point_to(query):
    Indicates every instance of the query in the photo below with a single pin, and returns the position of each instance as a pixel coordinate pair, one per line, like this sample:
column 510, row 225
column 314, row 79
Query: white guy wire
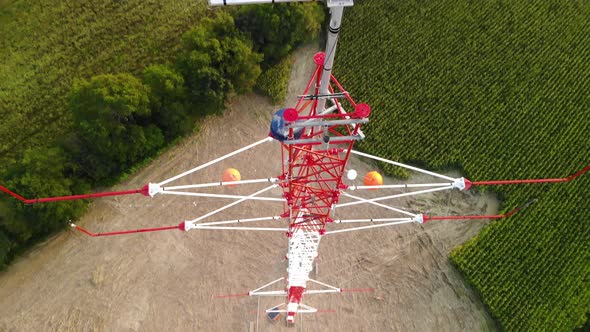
column 395, row 196
column 379, row 204
column 231, row 204
column 183, row 193
column 230, row 228
column 270, row 283
column 402, row 165
column 367, row 227
column 221, row 183
column 342, row 221
column 323, row 284
column 267, row 139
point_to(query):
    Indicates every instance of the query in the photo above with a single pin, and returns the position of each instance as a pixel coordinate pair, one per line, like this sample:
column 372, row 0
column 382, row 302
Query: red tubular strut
column 143, row 191
column 142, row 230
column 500, row 182
column 354, row 290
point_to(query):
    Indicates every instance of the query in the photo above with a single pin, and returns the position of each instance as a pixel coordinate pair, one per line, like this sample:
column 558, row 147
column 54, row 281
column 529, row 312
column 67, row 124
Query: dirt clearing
column 165, row 281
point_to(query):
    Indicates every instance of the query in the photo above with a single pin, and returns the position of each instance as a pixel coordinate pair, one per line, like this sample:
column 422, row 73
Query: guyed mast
column 316, row 138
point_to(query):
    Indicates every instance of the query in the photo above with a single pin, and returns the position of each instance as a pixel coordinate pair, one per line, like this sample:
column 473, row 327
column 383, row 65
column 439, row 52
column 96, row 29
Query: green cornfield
column 498, row 90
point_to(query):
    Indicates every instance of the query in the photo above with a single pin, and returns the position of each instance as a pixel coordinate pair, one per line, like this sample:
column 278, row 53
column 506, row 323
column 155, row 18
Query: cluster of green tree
column 119, row 120
column 498, row 90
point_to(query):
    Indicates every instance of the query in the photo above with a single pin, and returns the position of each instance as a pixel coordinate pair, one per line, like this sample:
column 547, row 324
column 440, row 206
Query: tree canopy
column 277, row 29
column 217, row 59
column 111, row 120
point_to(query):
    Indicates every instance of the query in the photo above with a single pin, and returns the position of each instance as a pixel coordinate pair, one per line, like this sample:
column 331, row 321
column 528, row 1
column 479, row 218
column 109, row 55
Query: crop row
column 498, row 90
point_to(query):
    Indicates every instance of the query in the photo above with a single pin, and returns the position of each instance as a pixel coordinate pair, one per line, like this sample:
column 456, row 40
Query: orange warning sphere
column 230, row 174
column 373, row 179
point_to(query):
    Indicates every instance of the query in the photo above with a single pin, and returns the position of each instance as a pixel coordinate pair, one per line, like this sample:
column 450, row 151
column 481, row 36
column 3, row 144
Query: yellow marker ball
column 373, row 179
column 230, row 175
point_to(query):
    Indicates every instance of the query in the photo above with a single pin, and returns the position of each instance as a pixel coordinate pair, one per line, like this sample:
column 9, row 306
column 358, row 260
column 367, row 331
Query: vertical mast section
column 317, row 148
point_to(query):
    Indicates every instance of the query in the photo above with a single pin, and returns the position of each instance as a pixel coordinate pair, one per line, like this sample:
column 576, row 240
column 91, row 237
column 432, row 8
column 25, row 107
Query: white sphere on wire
column 351, row 174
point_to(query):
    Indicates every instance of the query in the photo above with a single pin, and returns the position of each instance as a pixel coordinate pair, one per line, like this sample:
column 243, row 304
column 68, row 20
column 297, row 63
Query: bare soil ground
column 165, row 281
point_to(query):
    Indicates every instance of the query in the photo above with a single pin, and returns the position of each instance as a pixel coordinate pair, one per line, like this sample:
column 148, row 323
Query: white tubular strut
column 403, row 165
column 368, row 227
column 379, row 204
column 219, row 225
column 249, row 2
column 402, row 186
column 183, row 193
column 189, row 224
column 419, row 192
column 237, row 221
column 267, row 139
column 331, row 42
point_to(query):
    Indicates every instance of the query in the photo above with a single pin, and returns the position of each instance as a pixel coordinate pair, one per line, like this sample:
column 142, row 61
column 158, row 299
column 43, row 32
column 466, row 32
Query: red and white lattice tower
column 316, row 138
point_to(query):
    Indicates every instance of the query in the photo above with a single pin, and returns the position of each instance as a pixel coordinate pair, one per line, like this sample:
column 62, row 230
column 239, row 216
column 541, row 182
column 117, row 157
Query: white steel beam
column 402, row 165
column 368, row 227
column 419, row 192
column 379, row 204
column 221, row 183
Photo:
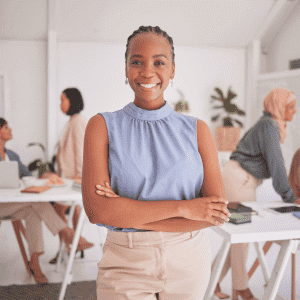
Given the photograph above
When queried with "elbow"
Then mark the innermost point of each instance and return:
(92, 211)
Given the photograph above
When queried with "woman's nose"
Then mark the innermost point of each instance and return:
(147, 70)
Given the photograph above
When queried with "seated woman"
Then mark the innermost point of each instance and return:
(69, 156)
(258, 156)
(294, 176)
(33, 213)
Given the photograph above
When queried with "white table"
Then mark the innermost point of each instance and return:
(65, 193)
(267, 226)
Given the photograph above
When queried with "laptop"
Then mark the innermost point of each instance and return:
(9, 174)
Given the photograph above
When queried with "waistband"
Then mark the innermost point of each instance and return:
(149, 238)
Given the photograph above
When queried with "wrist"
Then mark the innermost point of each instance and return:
(182, 208)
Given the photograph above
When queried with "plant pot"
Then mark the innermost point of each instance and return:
(227, 138)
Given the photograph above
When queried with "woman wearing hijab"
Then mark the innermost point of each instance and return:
(258, 156)
(294, 177)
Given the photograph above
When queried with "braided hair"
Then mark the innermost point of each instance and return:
(2, 122)
(145, 29)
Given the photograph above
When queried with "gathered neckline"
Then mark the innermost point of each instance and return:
(151, 115)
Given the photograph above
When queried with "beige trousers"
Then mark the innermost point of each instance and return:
(34, 213)
(240, 186)
(143, 265)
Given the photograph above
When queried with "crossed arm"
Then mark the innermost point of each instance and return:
(169, 215)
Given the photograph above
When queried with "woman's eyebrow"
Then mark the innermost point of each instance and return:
(154, 56)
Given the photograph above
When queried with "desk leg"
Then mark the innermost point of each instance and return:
(278, 270)
(216, 272)
(262, 261)
(62, 245)
(68, 276)
(293, 276)
(71, 213)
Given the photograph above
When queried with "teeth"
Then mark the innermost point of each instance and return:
(148, 86)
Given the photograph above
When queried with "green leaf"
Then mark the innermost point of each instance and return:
(219, 91)
(215, 118)
(240, 123)
(230, 95)
(227, 122)
(230, 108)
(241, 112)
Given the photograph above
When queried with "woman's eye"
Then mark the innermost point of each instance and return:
(136, 62)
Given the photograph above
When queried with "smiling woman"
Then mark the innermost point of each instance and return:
(150, 162)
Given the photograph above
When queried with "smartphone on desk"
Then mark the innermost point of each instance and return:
(296, 214)
(237, 207)
(286, 209)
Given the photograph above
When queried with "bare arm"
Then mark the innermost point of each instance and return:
(212, 186)
(78, 138)
(123, 212)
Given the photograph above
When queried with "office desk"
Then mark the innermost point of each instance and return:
(267, 226)
(63, 193)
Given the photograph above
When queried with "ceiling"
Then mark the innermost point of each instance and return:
(208, 23)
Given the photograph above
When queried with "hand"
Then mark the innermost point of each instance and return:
(106, 190)
(297, 201)
(210, 209)
(46, 175)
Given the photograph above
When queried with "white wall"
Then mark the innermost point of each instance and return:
(98, 71)
(286, 45)
(23, 64)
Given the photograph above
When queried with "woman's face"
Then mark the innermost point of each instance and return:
(5, 133)
(149, 68)
(290, 110)
(65, 103)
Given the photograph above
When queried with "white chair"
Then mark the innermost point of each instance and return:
(19, 229)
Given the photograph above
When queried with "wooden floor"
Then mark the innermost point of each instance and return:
(12, 270)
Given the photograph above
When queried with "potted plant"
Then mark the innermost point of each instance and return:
(39, 165)
(181, 106)
(227, 136)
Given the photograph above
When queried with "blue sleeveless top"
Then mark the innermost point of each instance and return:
(153, 155)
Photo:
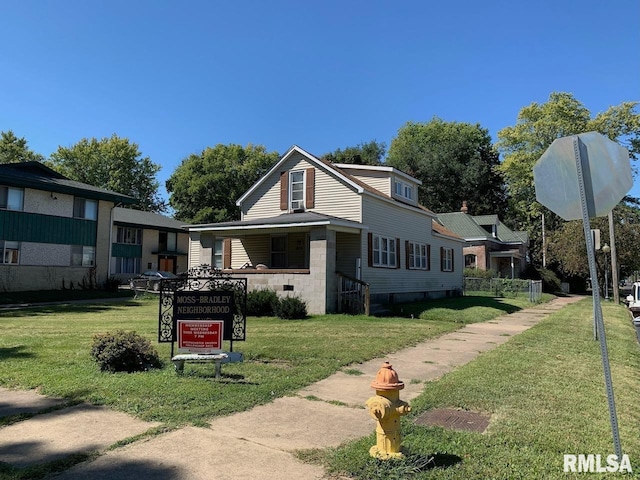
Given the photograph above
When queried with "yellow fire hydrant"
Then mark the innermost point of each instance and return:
(386, 407)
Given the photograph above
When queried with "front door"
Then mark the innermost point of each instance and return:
(167, 264)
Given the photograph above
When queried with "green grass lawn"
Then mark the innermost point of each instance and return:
(48, 348)
(545, 391)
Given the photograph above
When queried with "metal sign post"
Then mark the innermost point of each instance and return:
(603, 174)
(580, 152)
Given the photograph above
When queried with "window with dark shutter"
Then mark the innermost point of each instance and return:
(310, 188)
(284, 191)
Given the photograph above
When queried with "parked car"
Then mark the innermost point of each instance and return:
(151, 279)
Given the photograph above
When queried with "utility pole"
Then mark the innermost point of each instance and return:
(614, 262)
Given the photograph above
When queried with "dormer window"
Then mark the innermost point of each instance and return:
(404, 190)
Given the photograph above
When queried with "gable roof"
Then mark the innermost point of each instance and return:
(471, 227)
(40, 177)
(332, 169)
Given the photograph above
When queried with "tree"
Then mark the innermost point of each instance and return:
(15, 150)
(204, 188)
(537, 127)
(371, 153)
(455, 161)
(114, 164)
(567, 247)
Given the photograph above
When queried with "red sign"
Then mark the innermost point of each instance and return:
(200, 336)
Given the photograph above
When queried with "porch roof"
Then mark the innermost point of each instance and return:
(286, 220)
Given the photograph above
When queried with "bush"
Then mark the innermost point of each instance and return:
(550, 281)
(478, 273)
(291, 308)
(124, 352)
(262, 303)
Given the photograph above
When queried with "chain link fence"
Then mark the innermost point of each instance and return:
(503, 287)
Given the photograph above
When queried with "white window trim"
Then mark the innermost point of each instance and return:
(8, 245)
(215, 255)
(302, 201)
(88, 252)
(279, 252)
(391, 251)
(418, 261)
(129, 235)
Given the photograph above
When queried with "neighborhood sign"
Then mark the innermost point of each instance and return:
(606, 172)
(202, 319)
(580, 177)
(200, 336)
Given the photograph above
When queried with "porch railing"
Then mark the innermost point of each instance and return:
(353, 295)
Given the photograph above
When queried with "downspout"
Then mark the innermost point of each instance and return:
(111, 238)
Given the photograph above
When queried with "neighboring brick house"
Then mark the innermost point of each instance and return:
(307, 224)
(54, 232)
(147, 241)
(489, 243)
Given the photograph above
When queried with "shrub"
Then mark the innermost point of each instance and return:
(291, 308)
(550, 281)
(111, 284)
(124, 352)
(262, 303)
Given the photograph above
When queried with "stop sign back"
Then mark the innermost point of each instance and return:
(606, 171)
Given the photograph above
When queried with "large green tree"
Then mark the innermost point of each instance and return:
(15, 150)
(538, 125)
(370, 153)
(204, 188)
(455, 161)
(113, 163)
(568, 253)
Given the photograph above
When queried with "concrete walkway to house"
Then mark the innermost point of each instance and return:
(256, 444)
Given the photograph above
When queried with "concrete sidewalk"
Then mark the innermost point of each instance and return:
(256, 444)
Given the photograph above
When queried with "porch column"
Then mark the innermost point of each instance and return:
(322, 296)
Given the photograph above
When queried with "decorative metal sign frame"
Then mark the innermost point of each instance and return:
(201, 279)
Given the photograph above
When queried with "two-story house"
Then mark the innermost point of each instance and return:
(146, 241)
(54, 232)
(308, 223)
(489, 243)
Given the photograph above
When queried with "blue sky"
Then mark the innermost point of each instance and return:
(176, 77)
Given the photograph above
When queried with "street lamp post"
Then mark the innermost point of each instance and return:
(606, 249)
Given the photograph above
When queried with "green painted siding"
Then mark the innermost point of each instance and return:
(121, 250)
(34, 227)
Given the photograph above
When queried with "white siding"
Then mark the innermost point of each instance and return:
(46, 203)
(407, 224)
(45, 254)
(378, 180)
(332, 197)
(347, 250)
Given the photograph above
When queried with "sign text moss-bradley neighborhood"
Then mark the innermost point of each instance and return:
(202, 303)
(205, 305)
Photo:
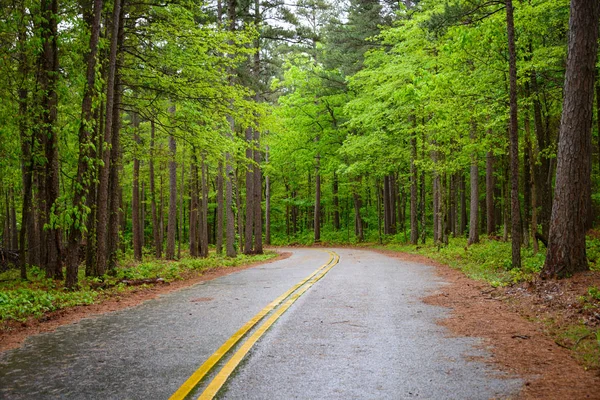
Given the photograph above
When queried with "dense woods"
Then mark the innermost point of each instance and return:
(152, 129)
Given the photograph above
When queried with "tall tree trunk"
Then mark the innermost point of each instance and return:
(414, 223)
(258, 246)
(92, 198)
(358, 222)
(204, 210)
(463, 205)
(317, 211)
(566, 242)
(452, 206)
(514, 139)
(387, 219)
(135, 196)
(336, 203)
(544, 169)
(474, 209)
(489, 193)
(172, 219)
(26, 234)
(230, 230)
(194, 207)
(155, 223)
(527, 178)
(116, 160)
(436, 202)
(249, 193)
(116, 169)
(598, 112)
(49, 105)
(220, 208)
(181, 209)
(103, 187)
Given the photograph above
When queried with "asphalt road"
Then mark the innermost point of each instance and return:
(360, 332)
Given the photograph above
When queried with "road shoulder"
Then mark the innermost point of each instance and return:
(13, 334)
(517, 345)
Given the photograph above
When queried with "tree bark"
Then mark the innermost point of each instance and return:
(116, 160)
(474, 209)
(26, 234)
(155, 223)
(566, 242)
(220, 208)
(135, 196)
(414, 222)
(249, 193)
(489, 194)
(258, 246)
(172, 218)
(317, 211)
(48, 78)
(204, 210)
(115, 167)
(268, 203)
(194, 207)
(358, 222)
(103, 187)
(514, 139)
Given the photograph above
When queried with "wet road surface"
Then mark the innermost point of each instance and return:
(360, 332)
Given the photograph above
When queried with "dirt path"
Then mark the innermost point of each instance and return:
(13, 334)
(518, 345)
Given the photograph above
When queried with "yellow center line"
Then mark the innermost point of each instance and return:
(197, 376)
(219, 380)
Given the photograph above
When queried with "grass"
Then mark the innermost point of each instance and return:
(21, 300)
(490, 260)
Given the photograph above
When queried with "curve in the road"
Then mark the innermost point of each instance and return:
(291, 295)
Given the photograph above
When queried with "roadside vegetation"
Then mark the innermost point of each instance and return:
(21, 300)
(568, 310)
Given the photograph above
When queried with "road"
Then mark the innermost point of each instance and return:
(359, 332)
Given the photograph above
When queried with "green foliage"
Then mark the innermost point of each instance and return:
(22, 300)
(489, 260)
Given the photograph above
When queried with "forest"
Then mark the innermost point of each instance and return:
(172, 128)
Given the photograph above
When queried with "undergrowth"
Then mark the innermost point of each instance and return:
(20, 300)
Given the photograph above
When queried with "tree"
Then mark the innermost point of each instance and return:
(566, 242)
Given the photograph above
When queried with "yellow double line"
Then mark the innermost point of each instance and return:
(289, 297)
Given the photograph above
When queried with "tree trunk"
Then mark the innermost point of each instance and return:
^^^^
• Aim of the task:
Copy out every line of the data that includes "metal".

• Exercise output:
When queried with "metal sign post"
When queried with "decorative metal sign frame"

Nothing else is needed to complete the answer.